Named object pointing listing:
____
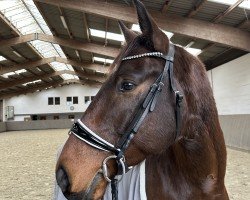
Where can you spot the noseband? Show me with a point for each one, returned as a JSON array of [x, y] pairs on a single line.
[[82, 132]]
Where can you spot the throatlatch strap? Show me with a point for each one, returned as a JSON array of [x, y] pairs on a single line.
[[114, 189]]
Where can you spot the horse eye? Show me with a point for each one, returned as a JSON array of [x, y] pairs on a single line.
[[127, 86]]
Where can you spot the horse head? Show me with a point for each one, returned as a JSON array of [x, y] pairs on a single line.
[[117, 103]]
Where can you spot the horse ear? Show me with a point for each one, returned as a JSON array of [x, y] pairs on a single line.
[[128, 34], [150, 29]]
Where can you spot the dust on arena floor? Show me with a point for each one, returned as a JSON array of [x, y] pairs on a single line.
[[27, 163]]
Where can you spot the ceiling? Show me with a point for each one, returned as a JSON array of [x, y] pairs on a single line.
[[50, 43]]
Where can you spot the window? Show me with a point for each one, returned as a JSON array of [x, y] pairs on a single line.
[[57, 100], [50, 101], [87, 99], [43, 117], [68, 101], [75, 100]]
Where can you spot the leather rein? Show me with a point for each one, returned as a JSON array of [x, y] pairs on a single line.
[[82, 132]]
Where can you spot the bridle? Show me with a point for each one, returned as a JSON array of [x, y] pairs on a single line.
[[82, 132]]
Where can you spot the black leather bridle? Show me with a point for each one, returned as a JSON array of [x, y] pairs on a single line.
[[83, 133]]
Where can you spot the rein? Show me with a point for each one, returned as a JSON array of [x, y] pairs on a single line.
[[83, 133]]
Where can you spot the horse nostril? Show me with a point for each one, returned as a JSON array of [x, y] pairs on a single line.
[[62, 180]]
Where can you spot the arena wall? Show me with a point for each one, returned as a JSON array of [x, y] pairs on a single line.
[[37, 103], [39, 125], [2, 127], [231, 87]]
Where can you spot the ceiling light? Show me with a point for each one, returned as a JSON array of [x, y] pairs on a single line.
[[2, 58], [64, 22], [6, 75], [103, 60], [20, 71], [32, 82], [17, 54], [194, 51], [77, 53], [109, 35], [136, 27]]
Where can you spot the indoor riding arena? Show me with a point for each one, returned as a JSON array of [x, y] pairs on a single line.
[[55, 55]]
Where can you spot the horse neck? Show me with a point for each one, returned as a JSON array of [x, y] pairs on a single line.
[[196, 160]]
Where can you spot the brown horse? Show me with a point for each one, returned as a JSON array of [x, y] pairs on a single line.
[[191, 166]]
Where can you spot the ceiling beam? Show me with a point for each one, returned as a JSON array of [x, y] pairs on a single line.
[[35, 88], [44, 86], [166, 6], [26, 65], [71, 43], [194, 28], [196, 8], [227, 11], [43, 61], [13, 83], [14, 30]]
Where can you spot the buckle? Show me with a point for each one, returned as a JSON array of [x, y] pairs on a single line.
[[121, 161]]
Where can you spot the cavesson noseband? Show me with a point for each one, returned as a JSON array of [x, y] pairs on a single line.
[[83, 133]]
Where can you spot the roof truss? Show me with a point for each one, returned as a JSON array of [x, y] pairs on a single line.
[[216, 33]]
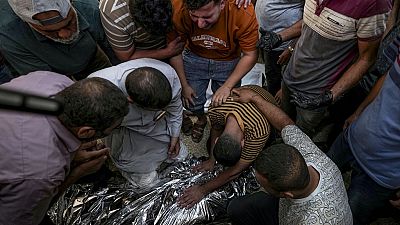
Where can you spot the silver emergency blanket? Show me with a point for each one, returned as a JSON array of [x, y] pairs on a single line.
[[117, 202]]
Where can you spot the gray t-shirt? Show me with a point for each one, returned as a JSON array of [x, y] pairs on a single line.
[[277, 15], [328, 203]]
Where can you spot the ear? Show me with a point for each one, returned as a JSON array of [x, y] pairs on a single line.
[[85, 132], [286, 194], [129, 100]]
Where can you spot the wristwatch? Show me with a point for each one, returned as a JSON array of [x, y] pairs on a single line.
[[291, 49]]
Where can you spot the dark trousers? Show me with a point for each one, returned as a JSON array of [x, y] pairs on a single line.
[[366, 197], [258, 208]]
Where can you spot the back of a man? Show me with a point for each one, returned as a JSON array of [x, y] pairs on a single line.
[[73, 44], [220, 46]]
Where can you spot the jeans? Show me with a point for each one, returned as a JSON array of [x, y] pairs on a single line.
[[199, 71], [366, 197], [309, 121], [256, 209]]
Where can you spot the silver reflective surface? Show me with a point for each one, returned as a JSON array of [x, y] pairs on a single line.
[[117, 202]]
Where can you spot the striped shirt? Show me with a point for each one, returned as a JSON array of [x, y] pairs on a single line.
[[122, 31], [253, 123]]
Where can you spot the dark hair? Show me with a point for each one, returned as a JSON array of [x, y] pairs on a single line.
[[155, 16], [227, 150], [284, 167], [148, 87], [93, 102], [197, 4]]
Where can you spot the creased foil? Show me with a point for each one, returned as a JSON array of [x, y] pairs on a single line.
[[117, 202]]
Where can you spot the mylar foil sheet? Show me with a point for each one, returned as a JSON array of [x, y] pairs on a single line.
[[117, 202]]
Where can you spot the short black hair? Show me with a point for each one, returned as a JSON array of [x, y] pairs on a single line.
[[284, 168], [155, 16], [94, 102], [197, 4], [227, 150], [148, 87]]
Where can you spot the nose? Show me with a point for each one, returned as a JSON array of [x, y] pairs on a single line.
[[201, 23], [64, 33]]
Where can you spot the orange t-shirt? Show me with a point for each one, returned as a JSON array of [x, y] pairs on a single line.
[[236, 30]]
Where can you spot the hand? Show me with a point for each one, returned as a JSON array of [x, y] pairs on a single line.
[[243, 95], [278, 96], [268, 40], [207, 165], [243, 3], [187, 96], [191, 196], [284, 57], [174, 47], [350, 120], [174, 147], [220, 96], [306, 102]]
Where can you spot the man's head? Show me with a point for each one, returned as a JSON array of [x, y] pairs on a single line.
[[281, 169], [149, 88], [155, 16], [92, 108], [55, 19], [227, 150], [205, 13]]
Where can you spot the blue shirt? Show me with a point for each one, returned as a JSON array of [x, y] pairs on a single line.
[[26, 50], [375, 137]]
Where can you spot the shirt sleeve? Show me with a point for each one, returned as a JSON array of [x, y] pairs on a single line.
[[20, 59], [117, 35], [292, 135]]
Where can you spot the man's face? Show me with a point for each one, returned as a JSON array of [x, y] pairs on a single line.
[[65, 31], [208, 15]]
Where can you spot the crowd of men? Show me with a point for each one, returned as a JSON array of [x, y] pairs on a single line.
[[125, 71]]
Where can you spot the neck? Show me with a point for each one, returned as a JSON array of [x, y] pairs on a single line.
[[312, 185]]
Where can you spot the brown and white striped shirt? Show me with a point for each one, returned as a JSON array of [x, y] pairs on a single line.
[[122, 31], [253, 123]]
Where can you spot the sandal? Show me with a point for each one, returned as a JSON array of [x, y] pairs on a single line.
[[198, 131], [187, 125]]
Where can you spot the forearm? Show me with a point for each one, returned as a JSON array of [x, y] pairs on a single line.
[[274, 115], [291, 32], [351, 77], [245, 64]]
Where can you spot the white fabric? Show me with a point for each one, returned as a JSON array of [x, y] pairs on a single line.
[[328, 203]]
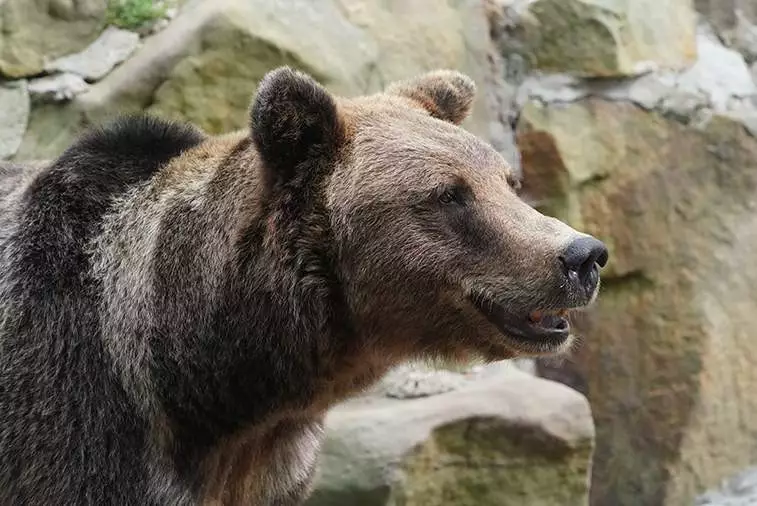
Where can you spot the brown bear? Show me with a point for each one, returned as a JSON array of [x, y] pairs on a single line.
[[178, 311]]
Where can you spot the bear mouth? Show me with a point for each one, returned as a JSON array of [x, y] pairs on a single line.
[[544, 328]]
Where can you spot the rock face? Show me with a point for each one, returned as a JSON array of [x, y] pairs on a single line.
[[14, 102], [739, 490], [599, 37], [482, 444], [33, 32], [204, 66], [93, 63], [666, 366]]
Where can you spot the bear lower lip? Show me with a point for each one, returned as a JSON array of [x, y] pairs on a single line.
[[539, 326]]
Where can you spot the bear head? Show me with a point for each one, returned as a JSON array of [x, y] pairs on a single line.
[[436, 254]]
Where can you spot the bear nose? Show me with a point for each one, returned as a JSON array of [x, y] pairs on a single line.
[[582, 254]]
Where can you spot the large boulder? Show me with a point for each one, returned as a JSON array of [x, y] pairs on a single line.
[[735, 21], [32, 32], [738, 490], [14, 102], [205, 65], [481, 443], [666, 356], [597, 38]]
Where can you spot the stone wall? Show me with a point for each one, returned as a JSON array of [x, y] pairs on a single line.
[[631, 119]]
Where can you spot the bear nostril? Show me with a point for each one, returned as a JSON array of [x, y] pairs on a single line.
[[582, 254]]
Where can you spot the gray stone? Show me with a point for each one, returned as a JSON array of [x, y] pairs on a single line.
[[57, 88], [112, 47], [720, 73], [739, 490], [598, 38], [14, 103], [483, 444], [35, 31], [551, 88]]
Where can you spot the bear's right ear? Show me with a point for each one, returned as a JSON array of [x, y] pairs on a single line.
[[446, 94], [294, 121]]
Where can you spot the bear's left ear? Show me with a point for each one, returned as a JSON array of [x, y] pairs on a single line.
[[293, 120], [446, 94]]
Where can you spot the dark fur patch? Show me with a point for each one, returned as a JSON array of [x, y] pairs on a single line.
[[68, 431], [293, 121]]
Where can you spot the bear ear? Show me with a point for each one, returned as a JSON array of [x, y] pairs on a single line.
[[294, 121], [446, 94]]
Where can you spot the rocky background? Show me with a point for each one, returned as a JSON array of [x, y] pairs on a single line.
[[634, 120]]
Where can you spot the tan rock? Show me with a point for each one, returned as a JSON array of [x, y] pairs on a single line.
[[205, 65], [33, 32], [601, 38], [666, 354], [484, 444]]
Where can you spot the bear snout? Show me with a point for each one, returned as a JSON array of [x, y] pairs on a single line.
[[581, 260]]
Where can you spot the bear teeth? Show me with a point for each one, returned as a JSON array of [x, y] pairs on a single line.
[[538, 315]]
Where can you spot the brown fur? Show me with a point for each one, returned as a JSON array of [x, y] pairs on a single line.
[[244, 284]]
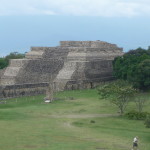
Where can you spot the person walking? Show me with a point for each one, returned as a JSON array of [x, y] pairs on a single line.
[[135, 143]]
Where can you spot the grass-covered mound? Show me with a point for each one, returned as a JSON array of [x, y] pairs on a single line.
[[76, 120]]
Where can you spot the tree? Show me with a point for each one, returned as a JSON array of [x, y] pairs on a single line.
[[140, 99], [118, 93], [134, 66]]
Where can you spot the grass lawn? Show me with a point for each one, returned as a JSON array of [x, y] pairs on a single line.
[[76, 120]]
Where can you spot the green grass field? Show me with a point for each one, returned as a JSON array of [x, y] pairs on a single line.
[[76, 120]]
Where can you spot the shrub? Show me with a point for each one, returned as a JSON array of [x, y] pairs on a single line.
[[147, 121], [134, 115]]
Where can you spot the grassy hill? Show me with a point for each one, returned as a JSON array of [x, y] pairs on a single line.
[[76, 120]]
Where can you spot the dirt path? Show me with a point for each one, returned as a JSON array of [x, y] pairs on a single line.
[[84, 116]]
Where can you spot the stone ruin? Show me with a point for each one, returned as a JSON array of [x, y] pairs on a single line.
[[73, 64]]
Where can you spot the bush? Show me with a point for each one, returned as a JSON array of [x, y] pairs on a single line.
[[134, 115], [147, 121]]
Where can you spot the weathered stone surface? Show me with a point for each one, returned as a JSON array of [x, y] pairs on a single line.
[[74, 64]]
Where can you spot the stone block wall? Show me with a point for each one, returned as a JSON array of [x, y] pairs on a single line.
[[73, 65]]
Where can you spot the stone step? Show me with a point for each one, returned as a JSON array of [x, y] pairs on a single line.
[[17, 62], [34, 54], [67, 71], [11, 71], [7, 81]]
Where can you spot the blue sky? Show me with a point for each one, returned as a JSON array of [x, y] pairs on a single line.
[[26, 23]]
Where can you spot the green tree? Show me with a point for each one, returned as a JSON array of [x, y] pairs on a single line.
[[134, 66], [118, 93]]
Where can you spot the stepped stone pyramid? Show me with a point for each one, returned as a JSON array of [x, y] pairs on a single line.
[[73, 62]]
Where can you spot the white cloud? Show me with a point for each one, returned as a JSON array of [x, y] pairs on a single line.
[[106, 8]]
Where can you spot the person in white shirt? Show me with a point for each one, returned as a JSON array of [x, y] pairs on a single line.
[[135, 143]]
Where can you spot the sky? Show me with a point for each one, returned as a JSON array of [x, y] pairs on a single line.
[[27, 23]]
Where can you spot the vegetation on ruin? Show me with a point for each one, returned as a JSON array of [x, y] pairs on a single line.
[[4, 61], [134, 66], [118, 92], [76, 120]]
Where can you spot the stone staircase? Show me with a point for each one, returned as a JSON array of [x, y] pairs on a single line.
[[12, 71]]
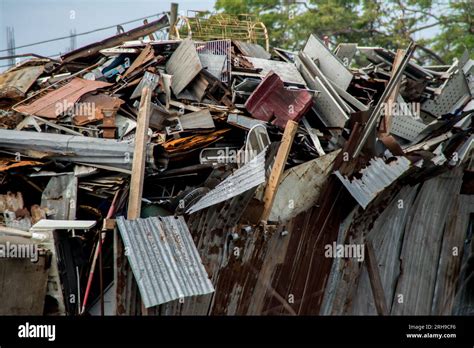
____
Aim:
Reproduce the listing from the line with "Where can you spot the sky?" up to and including its last line, swapping "single line" for "one line" and keeping everything else the same. Leave the pictures out.

Result for this task:
Where can you spot the sky? Show me with a point for each one, returned as a JSON array of [x, y] pairs on a one line.
[[27, 23]]
Where can you spot the vegetation on ruin? Show me with a point for each one, returned as a JSON array of [x, y] pairs on a one line.
[[4, 61], [134, 66], [118, 92], [76, 120]]
Where can you spot the stone staircase? Show me with a point for each one, returned as a JSON array of [x, y] pairs on a one line.
[[12, 71]]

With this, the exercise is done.